-- SET EXERCISE A --
Answer the following questions about the article on high street restructuring, giving each answer on its own line and marking it (i), (ii) or (iii) to match its question.
(i) Which law firm is advising Gaucho?
(ii) How many stores did the Homebase CVA propose to close?
(iii) Which firms were deployed on the CVA for New Look?

Legal Business

High (street) stakes as Gaucho collapses into administration and House of Fraser saga takes yet another twist

‘There’s going to be a lot of distress on the high street,’ Weil, Gotshal & Manges partner Adam Plainer told Legal Business last autumn in an extended assessment of the City restructuring outlook. Given that insolvency lawyers have been confidently – and wrongly – predicting a flood of work since the banking crisis, such claims generally attract some scepticism. Yet the forces battering the high street did indeed in 2018 send a string of familiar names to the corporate vultures.

This summer’s collapse of Gaucho Group, the owner of premium Argentinian steak purveyors Gaucho and Cau, became only the latest casualty, amid a malaise that has seen dining and retail stalwarts struggle with shifting consumer behaviour and rising overheads.

Against testing market conditions – despite a surprisingly resilient wider economy and a relative dearth of big-ticket restructuring situations – 2018 has been the year that restructuring counsel have had company voluntary arrangements (CVAs) as their bread and butter. Pinsent Masons is advising Gaucho and Hogan Lovells is acting for Deloitte as the company fell into administration in July after owner Equistone failed to secure a CVA in relation to the underperforming Cau chain.

In August, struggling DIY chain Homebase called in the increasingly prominent Kirkland & Ellis on a CVA which proposed closing 42 stores, putting 1,500 jobs at risk. Previously, a similar deal at Mothercare generated roles for Slaughter and May and Hogan Lovells, while Paul Hastings and Sidley Austin were deployed on a CVA for New Look.

-- SET EXERCISE B --
Set out the records from the line containing "Target: gray knit beanie" through the line containing "(1043, 800)" as a two-column CSV with the columns input and output. Give one row per record, with its text and its answer each in a single quoted field and line breaks replaced by spaces.

-- EXERCISE MATERIALS --

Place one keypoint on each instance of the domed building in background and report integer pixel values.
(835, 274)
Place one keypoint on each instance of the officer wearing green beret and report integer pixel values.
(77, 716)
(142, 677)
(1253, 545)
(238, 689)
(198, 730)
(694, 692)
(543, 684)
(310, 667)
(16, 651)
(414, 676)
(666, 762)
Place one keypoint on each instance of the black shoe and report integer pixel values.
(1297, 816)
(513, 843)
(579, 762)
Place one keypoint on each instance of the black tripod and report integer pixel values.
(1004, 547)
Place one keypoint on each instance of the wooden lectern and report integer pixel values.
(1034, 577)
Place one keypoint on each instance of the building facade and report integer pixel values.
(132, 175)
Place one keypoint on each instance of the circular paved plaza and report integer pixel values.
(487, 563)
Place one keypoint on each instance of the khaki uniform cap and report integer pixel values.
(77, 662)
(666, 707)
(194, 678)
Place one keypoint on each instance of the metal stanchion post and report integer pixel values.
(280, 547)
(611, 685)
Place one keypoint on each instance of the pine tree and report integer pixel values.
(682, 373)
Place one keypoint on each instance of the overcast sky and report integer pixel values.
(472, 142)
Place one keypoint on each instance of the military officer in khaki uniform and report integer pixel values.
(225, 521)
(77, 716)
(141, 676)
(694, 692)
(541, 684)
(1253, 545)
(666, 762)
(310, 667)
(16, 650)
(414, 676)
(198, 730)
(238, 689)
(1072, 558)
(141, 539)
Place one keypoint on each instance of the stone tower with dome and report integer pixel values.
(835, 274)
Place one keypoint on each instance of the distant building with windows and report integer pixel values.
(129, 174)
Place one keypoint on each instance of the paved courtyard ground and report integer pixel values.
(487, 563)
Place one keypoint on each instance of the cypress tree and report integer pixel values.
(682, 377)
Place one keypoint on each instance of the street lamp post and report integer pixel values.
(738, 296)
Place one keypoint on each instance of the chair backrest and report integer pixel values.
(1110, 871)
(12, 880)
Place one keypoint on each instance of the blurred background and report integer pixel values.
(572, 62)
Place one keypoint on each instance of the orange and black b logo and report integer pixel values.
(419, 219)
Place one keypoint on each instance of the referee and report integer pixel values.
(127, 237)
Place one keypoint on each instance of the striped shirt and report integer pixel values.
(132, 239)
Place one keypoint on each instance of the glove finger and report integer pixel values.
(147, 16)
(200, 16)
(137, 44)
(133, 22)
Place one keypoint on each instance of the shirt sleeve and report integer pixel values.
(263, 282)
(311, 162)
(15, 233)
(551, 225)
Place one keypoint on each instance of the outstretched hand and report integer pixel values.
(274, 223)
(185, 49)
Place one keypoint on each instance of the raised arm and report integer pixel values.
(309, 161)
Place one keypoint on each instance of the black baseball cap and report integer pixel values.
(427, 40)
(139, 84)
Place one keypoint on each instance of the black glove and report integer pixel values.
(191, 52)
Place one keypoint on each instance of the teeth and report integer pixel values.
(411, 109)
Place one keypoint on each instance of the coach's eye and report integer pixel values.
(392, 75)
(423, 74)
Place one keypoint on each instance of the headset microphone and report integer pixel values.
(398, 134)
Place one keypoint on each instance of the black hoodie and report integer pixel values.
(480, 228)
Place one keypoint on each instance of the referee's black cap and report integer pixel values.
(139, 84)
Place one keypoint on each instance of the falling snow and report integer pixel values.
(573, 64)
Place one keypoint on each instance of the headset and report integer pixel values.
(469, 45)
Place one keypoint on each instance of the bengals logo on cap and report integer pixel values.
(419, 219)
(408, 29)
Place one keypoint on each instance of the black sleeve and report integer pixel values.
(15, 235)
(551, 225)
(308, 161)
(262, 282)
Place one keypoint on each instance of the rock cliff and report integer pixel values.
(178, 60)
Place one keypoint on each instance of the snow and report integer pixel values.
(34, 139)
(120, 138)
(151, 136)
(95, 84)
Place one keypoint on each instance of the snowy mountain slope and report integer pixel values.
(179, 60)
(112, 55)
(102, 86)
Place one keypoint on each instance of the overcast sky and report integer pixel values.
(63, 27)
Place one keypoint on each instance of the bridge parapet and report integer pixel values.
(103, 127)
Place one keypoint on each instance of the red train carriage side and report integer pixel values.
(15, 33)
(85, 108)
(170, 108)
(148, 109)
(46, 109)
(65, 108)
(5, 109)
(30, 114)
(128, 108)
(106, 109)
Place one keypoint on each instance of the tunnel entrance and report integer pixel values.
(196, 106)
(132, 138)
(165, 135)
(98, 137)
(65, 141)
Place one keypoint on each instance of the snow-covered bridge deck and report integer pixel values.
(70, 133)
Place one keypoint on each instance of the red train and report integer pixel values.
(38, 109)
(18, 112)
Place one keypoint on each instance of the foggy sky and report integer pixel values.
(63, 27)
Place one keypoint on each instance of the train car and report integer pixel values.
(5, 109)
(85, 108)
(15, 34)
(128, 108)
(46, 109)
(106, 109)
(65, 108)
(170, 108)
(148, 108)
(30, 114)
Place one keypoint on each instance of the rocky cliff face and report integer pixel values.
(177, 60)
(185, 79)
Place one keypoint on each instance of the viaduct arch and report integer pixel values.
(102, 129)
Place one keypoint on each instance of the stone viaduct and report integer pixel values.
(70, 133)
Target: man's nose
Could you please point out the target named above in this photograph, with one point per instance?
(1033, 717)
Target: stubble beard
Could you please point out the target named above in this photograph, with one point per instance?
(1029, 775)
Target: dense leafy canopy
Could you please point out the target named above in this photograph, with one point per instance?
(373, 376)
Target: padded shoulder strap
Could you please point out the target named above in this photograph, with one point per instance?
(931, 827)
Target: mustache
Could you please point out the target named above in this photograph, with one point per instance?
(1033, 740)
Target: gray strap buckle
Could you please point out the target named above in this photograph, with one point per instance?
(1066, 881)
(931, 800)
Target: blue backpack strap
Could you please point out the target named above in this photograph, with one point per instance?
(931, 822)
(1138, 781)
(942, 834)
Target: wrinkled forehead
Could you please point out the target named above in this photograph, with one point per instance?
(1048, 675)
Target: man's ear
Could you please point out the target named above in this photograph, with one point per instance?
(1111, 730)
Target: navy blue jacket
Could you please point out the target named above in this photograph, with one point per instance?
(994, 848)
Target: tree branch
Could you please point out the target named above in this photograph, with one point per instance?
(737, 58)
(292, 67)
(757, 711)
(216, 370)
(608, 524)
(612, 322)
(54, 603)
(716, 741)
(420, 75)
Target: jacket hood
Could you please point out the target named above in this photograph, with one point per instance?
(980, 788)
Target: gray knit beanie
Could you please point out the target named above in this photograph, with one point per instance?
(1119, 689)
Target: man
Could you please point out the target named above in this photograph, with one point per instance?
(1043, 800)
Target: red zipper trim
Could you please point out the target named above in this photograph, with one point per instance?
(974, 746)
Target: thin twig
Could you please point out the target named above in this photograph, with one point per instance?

-- RIGHT ANSWER A --
(i) Pinsent Masons
(ii) 42
(iii) Paul Hastings and Sidley Austin

-- RIGHT ANSWER B --
input,output
"Target: gray knit beanie Could you please point out the target named above in this photograph, with one point per instance?","(1119, 689)"
"Target: man Could you please point out the target named above in this photograph, with one point per instance?","(1043, 800)"